ABOUT THIS EXERCISE> Leaving the images out, output each entry below exactly.

EXCERPTED RECORDS>

--------

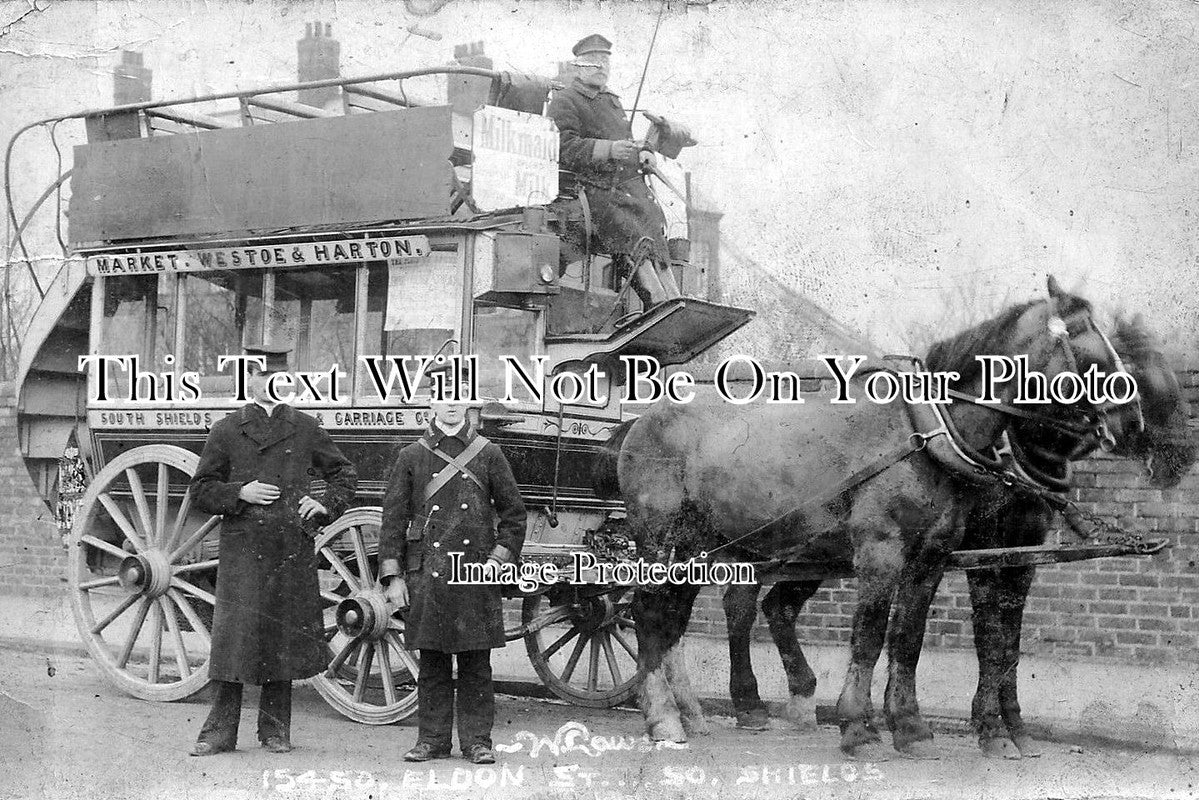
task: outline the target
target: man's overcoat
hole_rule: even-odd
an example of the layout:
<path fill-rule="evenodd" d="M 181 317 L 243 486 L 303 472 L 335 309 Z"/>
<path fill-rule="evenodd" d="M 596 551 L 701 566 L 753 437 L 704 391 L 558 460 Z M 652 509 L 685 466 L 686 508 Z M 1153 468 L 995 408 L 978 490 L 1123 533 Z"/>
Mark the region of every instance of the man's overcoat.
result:
<path fill-rule="evenodd" d="M 457 458 L 477 436 L 469 424 L 454 436 L 432 425 L 423 439 Z M 508 460 L 492 442 L 466 465 L 481 486 L 456 472 L 426 499 L 425 487 L 446 466 L 413 442 L 396 458 L 383 500 L 379 558 L 399 562 L 408 583 L 405 642 L 447 653 L 503 647 L 500 587 L 450 585 L 449 554 L 462 553 L 464 563 L 481 564 L 492 554 L 514 561 L 525 539 L 524 502 Z"/>
<path fill-rule="evenodd" d="M 547 115 L 561 136 L 559 163 L 586 191 L 595 236 L 602 251 L 631 253 L 649 237 L 666 257 L 665 217 L 646 187 L 637 164 L 613 161 L 611 143 L 630 138 L 620 98 L 579 80 L 554 94 Z"/>
<path fill-rule="evenodd" d="M 328 488 L 314 497 L 327 519 L 305 522 L 300 498 L 313 476 Z M 238 499 L 254 480 L 278 486 L 279 499 Z M 218 421 L 191 480 L 192 502 L 223 514 L 209 676 L 261 684 L 311 677 L 328 666 L 313 533 L 341 516 L 357 473 L 317 421 L 290 406 L 267 416 L 251 403 Z"/>

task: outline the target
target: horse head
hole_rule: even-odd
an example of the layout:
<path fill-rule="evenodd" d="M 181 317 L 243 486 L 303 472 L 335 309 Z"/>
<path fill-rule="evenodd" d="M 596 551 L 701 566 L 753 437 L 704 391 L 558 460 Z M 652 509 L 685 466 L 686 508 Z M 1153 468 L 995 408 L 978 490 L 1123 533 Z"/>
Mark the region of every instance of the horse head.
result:
<path fill-rule="evenodd" d="M 1199 455 L 1187 425 L 1190 404 L 1160 341 L 1140 314 L 1116 319 L 1115 347 L 1136 378 L 1144 427 L 1122 439 L 1114 452 L 1144 461 L 1154 486 L 1176 486 Z"/>
<path fill-rule="evenodd" d="M 927 357 L 929 368 L 958 372 L 958 386 L 979 385 L 983 366 L 978 356 L 1024 356 L 1030 375 L 1044 376 L 1044 388 L 1066 376 L 1068 380 L 1061 386 L 1071 394 L 1081 392 L 1092 369 L 1104 375 L 1124 373 L 1119 354 L 1095 324 L 1091 304 L 1064 291 L 1052 276 L 1048 289 L 1046 299 L 1009 308 L 934 345 Z M 1000 403 L 990 407 L 999 415 L 1009 415 L 1001 421 L 1003 427 L 1026 442 L 1047 446 L 1049 453 L 1057 454 L 1059 463 L 1080 458 L 1099 446 L 1114 448 L 1143 427 L 1140 401 L 1135 396 L 1116 403 L 1099 397 L 1092 402 L 1084 394 L 1067 402 L 1050 391 L 1050 403 L 1033 404 L 1018 401 L 1015 377 L 1011 373 L 1006 381 L 999 381 L 1003 384 Z"/>

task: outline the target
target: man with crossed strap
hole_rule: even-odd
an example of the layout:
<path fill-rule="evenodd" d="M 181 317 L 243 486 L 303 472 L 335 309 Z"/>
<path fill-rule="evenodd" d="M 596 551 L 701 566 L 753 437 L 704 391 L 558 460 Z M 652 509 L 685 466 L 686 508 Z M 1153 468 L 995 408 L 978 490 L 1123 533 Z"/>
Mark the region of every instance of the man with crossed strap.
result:
<path fill-rule="evenodd" d="M 456 694 L 462 754 L 491 764 L 491 649 L 505 642 L 500 587 L 448 584 L 449 554 L 463 553 L 463 563 L 515 561 L 525 538 L 525 507 L 507 459 L 466 419 L 466 403 L 432 407 L 429 429 L 392 467 L 379 539 L 388 599 L 401 609 L 411 600 L 406 644 L 420 650 L 419 733 L 404 759 L 450 755 Z"/>

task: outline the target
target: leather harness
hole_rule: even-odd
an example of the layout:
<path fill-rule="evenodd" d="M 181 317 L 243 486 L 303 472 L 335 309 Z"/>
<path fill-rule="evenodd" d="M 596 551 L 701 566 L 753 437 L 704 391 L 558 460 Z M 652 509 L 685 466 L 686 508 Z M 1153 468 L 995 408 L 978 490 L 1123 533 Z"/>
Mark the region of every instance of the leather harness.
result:
<path fill-rule="evenodd" d="M 479 480 L 479 476 L 471 472 L 470 468 L 467 467 L 467 464 L 469 464 L 475 456 L 483 452 L 484 447 L 490 444 L 490 440 L 487 439 L 487 437 L 476 436 L 474 441 L 467 445 L 466 449 L 463 450 L 462 454 L 457 458 L 435 449 L 432 445 L 425 441 L 423 437 L 418 441 L 420 442 L 421 447 L 425 448 L 430 453 L 445 462 L 445 466 L 442 468 L 441 472 L 438 472 L 427 484 L 425 484 L 424 496 L 426 503 L 429 502 L 429 500 L 431 500 L 435 494 L 440 492 L 442 488 L 459 473 L 465 475 L 467 478 L 473 481 L 474 484 L 480 489 L 484 491 L 487 490 L 487 487 L 483 485 L 483 481 Z"/>

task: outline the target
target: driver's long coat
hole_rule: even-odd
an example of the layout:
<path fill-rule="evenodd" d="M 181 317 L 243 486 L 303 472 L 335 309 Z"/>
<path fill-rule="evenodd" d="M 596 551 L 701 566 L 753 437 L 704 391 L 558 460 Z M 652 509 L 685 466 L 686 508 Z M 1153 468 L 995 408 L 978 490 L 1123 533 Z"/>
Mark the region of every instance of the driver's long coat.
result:
<path fill-rule="evenodd" d="M 546 114 L 561 135 L 563 169 L 573 172 L 580 190 L 587 193 L 600 249 L 631 253 L 638 241 L 648 238 L 665 258 L 666 218 L 650 196 L 640 167 L 610 157 L 613 141 L 630 138 L 620 98 L 607 88 L 575 80 L 554 93 Z"/>
<path fill-rule="evenodd" d="M 300 519 L 313 476 L 328 488 L 312 495 L 328 519 Z M 238 499 L 254 480 L 282 494 L 270 505 Z M 251 403 L 218 421 L 191 480 L 193 505 L 223 514 L 212 627 L 214 680 L 261 684 L 311 677 L 328 665 L 313 532 L 354 497 L 357 472 L 317 421 L 289 406 L 269 418 Z"/>

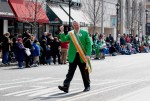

--------

RESULT>
task: outline the target
target: man's overcoat
hole_rule: even-odd
an example of the layout:
<path fill-rule="evenodd" d="M 181 317 L 243 486 L 303 472 L 335 309 Z"/>
<path fill-rule="evenodd" d="M 596 551 L 701 566 L 753 437 L 704 391 L 558 460 Z M 652 509 L 685 466 L 686 508 Z M 1153 468 L 995 408 L 978 490 L 1123 533 Z"/>
Mark the region of every instance of the man's overcoat.
result:
<path fill-rule="evenodd" d="M 457 458 L 477 436 L 469 424 L 454 436 L 432 425 L 423 439 Z M 508 460 L 492 442 L 466 465 L 481 486 L 456 472 L 426 499 L 425 487 L 446 466 L 413 442 L 396 458 L 383 500 L 379 558 L 399 562 L 408 583 L 405 642 L 447 653 L 503 647 L 500 587 L 450 585 L 449 554 L 462 553 L 464 563 L 481 564 L 492 554 L 514 561 L 525 539 L 524 502 Z"/>
<path fill-rule="evenodd" d="M 547 115 L 561 136 L 559 163 L 586 191 L 595 236 L 602 251 L 631 253 L 649 237 L 666 257 L 665 217 L 646 187 L 637 164 L 613 161 L 611 143 L 630 138 L 620 98 L 579 80 L 554 94 Z"/>
<path fill-rule="evenodd" d="M 328 488 L 314 497 L 327 519 L 305 522 L 300 498 L 313 476 Z M 238 499 L 254 480 L 278 486 L 279 499 Z M 218 421 L 191 480 L 192 502 L 223 514 L 209 676 L 261 684 L 311 677 L 328 666 L 313 533 L 341 516 L 357 473 L 317 421 L 290 406 L 267 416 L 251 403 Z"/>

task: outline the target
target: horse head
hole_rule: even-odd
an example of the layout:
<path fill-rule="evenodd" d="M 181 317 L 243 486 L 303 472 L 335 309 Z"/>
<path fill-rule="evenodd" d="M 596 551 L 701 566 L 753 437 L 704 391 L 558 460 Z M 652 509 L 685 466 L 686 508 Z M 1153 468 L 995 408 L 978 490 L 1123 533 Z"/>
Mark the region of every instance of the horse head.
result:
<path fill-rule="evenodd" d="M 1199 455 L 1187 425 L 1190 404 L 1160 341 L 1140 314 L 1116 319 L 1115 347 L 1136 378 L 1144 427 L 1122 439 L 1114 452 L 1144 461 L 1154 486 L 1176 486 Z"/>
<path fill-rule="evenodd" d="M 927 357 L 929 368 L 958 372 L 958 386 L 979 385 L 983 366 L 978 356 L 1024 356 L 1030 375 L 1044 376 L 1044 388 L 1066 376 L 1068 380 L 1061 386 L 1071 394 L 1081 392 L 1092 369 L 1104 375 L 1124 373 L 1119 354 L 1095 324 L 1091 304 L 1064 291 L 1052 276 L 1048 289 L 1046 299 L 1009 308 L 934 345 Z M 1000 403 L 990 407 L 999 415 L 1009 415 L 1001 421 L 1003 427 L 1026 442 L 1047 446 L 1049 453 L 1057 454 L 1059 463 L 1080 458 L 1099 446 L 1114 448 L 1143 427 L 1140 401 L 1135 396 L 1116 403 L 1099 397 L 1092 402 L 1084 394 L 1067 402 L 1050 391 L 1050 403 L 1033 404 L 1018 401 L 1015 377 L 1011 373 L 1006 381 L 999 381 L 1003 384 Z"/>

task: outline the target
target: man with crossed strap
hole_rule: even-odd
an example of the layout:
<path fill-rule="evenodd" d="M 181 317 L 243 486 L 303 472 L 335 309 Z"/>
<path fill-rule="evenodd" d="M 596 551 L 701 566 L 753 437 L 704 391 L 558 460 Z M 652 509 L 685 466 L 686 508 Z M 1153 468 L 995 408 L 978 490 L 1123 533 Z"/>
Mark the region of every instance of the man with crossed strap.
result:
<path fill-rule="evenodd" d="M 456 694 L 462 754 L 491 764 L 491 649 L 505 642 L 500 587 L 448 584 L 449 554 L 463 553 L 463 563 L 515 561 L 525 538 L 525 507 L 507 459 L 466 419 L 466 403 L 432 407 L 429 429 L 392 467 L 379 539 L 388 599 L 401 609 L 411 600 L 406 644 L 420 650 L 419 733 L 404 759 L 450 755 Z"/>

task: outline the target
target: leather harness
hole_rule: even-odd
an example of the layout:
<path fill-rule="evenodd" d="M 181 317 L 243 486 L 303 472 L 335 309 Z"/>
<path fill-rule="evenodd" d="M 596 551 L 701 566 L 753 437 L 704 391 L 558 460 Z M 652 509 L 685 466 L 686 508 Z M 1153 468 L 995 408 L 978 490 L 1123 533 Z"/>
Mark the region of every instance of the leather harness.
result:
<path fill-rule="evenodd" d="M 479 480 L 479 476 L 471 472 L 470 468 L 467 467 L 467 464 L 469 464 L 475 456 L 483 452 L 484 447 L 490 444 L 490 440 L 487 439 L 487 437 L 476 436 L 474 441 L 467 445 L 466 449 L 463 450 L 462 454 L 457 458 L 435 449 L 432 445 L 425 441 L 423 437 L 418 441 L 420 442 L 421 447 L 425 448 L 430 453 L 445 462 L 445 466 L 442 468 L 441 472 L 438 472 L 427 484 L 425 484 L 424 496 L 426 503 L 429 502 L 429 500 L 431 500 L 435 494 L 440 492 L 442 488 L 459 473 L 465 475 L 467 478 L 473 481 L 474 484 L 480 489 L 484 491 L 487 490 L 487 487 L 483 485 L 483 481 Z"/>

task: outline the target
target: driver's long coat
hole_rule: even-odd
an example of the layout:
<path fill-rule="evenodd" d="M 181 317 L 243 486 L 303 472 L 335 309 Z"/>
<path fill-rule="evenodd" d="M 596 551 L 701 566 L 753 437 L 704 391 L 558 460 Z M 652 509 L 685 466 L 686 508 Z M 1153 468 L 995 408 L 978 490 L 1123 533 Z"/>
Mark the region of every instance of the driver's long coat.
result:
<path fill-rule="evenodd" d="M 546 114 L 561 135 L 563 169 L 573 172 L 580 190 L 587 193 L 600 249 L 631 253 L 638 241 L 648 238 L 665 258 L 666 218 L 650 196 L 640 167 L 610 157 L 613 141 L 630 138 L 620 98 L 607 88 L 575 80 L 554 93 Z"/>
<path fill-rule="evenodd" d="M 300 519 L 313 476 L 328 488 L 312 495 L 328 519 Z M 238 499 L 254 480 L 282 494 L 270 505 Z M 251 403 L 218 421 L 191 480 L 193 505 L 223 514 L 212 627 L 214 680 L 261 684 L 311 677 L 328 665 L 313 532 L 354 497 L 357 472 L 317 421 L 289 406 L 269 418 Z"/>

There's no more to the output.